- **Passage shown**
If you are in doubt that the ImageNet stats are a good fit for your data, I would re-calculate them on my dataset.
Thanks. I may know how to calculate the mean of my dataset, however, I do not know how to get the std of my dataset in pytorch effectively.
Can you provide me with your code to calculate the mean and std of ImageNet?I will appreciate very much!
Thanks very much!
Hi @ptrblck , the code snippet you provided calculate the standard deviation by averaging samples of the sd from mini batches. While very close to the true sd, it’s not calculated exactly. I wonder if the following would be better, albeit slower than your solution:
import torch
from torch.utils.data import DataLoader
from torch.utils.data.dataset import Dataset
class MyDataset(Dataset):
def __init__(self):
self.data = torch.randn(1000, 3, 24, 24)
def __getitem__(self, index):
x = self.data[index]
return x
def __len__(self):
return len(self.data)
def online_mean_and_sd(loader):
"""Compute the mean and sd in an online fashion
Var[x] = E[X^2] - E^2[X]
"""
cnt = 0
fst_moment = torch.empty(3)
snd_moment = torch.empty(3)
for data in loader:
b, c, h, w = data.shape
nb_pixels = b * h * w
sum_ = torch.sum(data, dim=[0, 2, 3])
sum_of_square = torch.sum(data ** 2, dim=[0, 2, 3])
fst_moment = (cnt * fst_moment + sum_) / (cnt + nb_pixels)
snd_moment = (cnt * snd_moment + sum_of_square) / (cnt + nb_pixels)
cnt += nb_pixels
return fst_moment, torch.sqrt(snd_moment - fst_moment ** 2)
dataset = MyDataset()
loader = DataLoader(
dataset,
batch_size=1,
num_workers=1,
shuffle=False
)
mean, std = online_mean_and_sd(loader)
Correct. I’ve tested on CIFAR10 and the mean of pixel stds is [51.6, 50.8, 51.2] while the pixel std is [63.0, 62.1, 66.7], which is quite different.
The code below lacks optimization but gives the correct std:
pixel_mean = np.zeros(3)
pixel_std = np.zeros(3)
k = 1
for image, _ in tqdm(dataset, "Computing mean/std", len(dataset), unit="samples"):
image = np.array(image)
pixels = image.reshape((-1, image.shape[2]))
for pixel in pixels:
diff = pixel - pixel_mean
pixel_mean += diff / k
pixel_std += diff * (pixel - pixel_mean)
k += 1
pixel_std = np.sqrt(pixel_std / (k - 2))
print(pixel_mean)
print(pixel_std)
Computation of std is wrong! std dev of dataset is NOT equal to avg of std dev of batches. Authors needs to edit their answers with “Do not use this!” warning.

- **Entries shown**
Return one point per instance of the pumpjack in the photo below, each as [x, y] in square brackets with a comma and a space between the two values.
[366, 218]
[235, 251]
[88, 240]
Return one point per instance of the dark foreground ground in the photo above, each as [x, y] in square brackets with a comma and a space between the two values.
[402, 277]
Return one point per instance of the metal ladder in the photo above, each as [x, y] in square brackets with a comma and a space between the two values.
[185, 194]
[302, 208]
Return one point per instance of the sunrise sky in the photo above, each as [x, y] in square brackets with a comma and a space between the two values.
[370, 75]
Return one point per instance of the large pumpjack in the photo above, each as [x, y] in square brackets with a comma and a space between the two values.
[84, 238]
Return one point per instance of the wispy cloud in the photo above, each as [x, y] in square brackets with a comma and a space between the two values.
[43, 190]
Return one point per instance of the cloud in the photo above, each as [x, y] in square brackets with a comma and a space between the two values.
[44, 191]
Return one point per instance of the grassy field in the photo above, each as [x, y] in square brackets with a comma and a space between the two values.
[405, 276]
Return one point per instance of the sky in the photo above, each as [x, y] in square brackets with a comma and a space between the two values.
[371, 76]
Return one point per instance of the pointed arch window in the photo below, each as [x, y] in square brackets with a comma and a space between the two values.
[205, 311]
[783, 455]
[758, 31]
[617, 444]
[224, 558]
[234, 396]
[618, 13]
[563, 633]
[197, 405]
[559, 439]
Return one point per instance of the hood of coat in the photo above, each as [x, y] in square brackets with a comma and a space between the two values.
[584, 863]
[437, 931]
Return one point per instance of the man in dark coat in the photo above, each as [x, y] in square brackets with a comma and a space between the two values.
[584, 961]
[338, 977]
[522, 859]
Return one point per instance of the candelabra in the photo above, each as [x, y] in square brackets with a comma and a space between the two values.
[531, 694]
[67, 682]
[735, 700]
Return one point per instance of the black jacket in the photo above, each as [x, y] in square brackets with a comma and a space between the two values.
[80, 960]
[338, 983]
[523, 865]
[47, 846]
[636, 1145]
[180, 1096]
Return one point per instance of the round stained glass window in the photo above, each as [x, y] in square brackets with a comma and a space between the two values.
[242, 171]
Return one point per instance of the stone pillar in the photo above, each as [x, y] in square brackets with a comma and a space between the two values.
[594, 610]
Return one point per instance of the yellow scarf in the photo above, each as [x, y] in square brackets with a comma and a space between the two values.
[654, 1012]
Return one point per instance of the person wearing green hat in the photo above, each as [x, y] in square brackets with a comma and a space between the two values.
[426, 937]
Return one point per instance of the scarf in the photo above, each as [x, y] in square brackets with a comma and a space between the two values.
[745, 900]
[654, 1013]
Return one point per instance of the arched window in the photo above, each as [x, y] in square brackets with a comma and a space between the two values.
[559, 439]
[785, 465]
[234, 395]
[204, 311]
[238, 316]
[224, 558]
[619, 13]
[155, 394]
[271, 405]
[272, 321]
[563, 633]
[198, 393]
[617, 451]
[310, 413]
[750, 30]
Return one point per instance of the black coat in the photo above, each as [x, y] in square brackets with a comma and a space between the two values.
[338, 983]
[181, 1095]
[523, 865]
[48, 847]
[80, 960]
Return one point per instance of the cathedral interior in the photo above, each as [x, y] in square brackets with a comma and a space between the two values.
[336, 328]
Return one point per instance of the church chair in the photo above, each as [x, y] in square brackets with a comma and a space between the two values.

- **What you have to do**
Please extend the forum thread above about computing the mean and standard deviation of an image dataset in PyTorch, beginning with a new post after its last one.

- **Response to the exercise**
If you are looking for mean and std statistics for each channel of the dataset, instead of just the mean and std, I created the solution below. The code is mainly an extension of ptrblck’s code above
class MyDataset(Dataset):
def __init__(self):
self.data = torch.randn(100, 3, 24, 24)
def __getitem__(self, index):
x = self.data[index]
return x
def __len__(self):
return len(self.data)
dataset = MyDataset()
loader = DataLoader(
dataset,
batch_size=10,
num_workers=1,
shuffle=False
)
nb_samples = 0.
channel_mean = torch.Tensor([0., 0., 0.])
channel_std = torch.Tensor([0., 0., 0.])
for images in tqdm_notebook(loader):
# scale image to be between 0 and 1
images=images/255.
batch_samples = images.size(0)
images = images.view(batch_samples, images.size(1)*images.size(2), 3)
for i in range(3):
channel_mean[i]+=images[:, :,i].mean(1).sum(0)
channel_std[i]+=images[:, :,i].std(1).sum(0)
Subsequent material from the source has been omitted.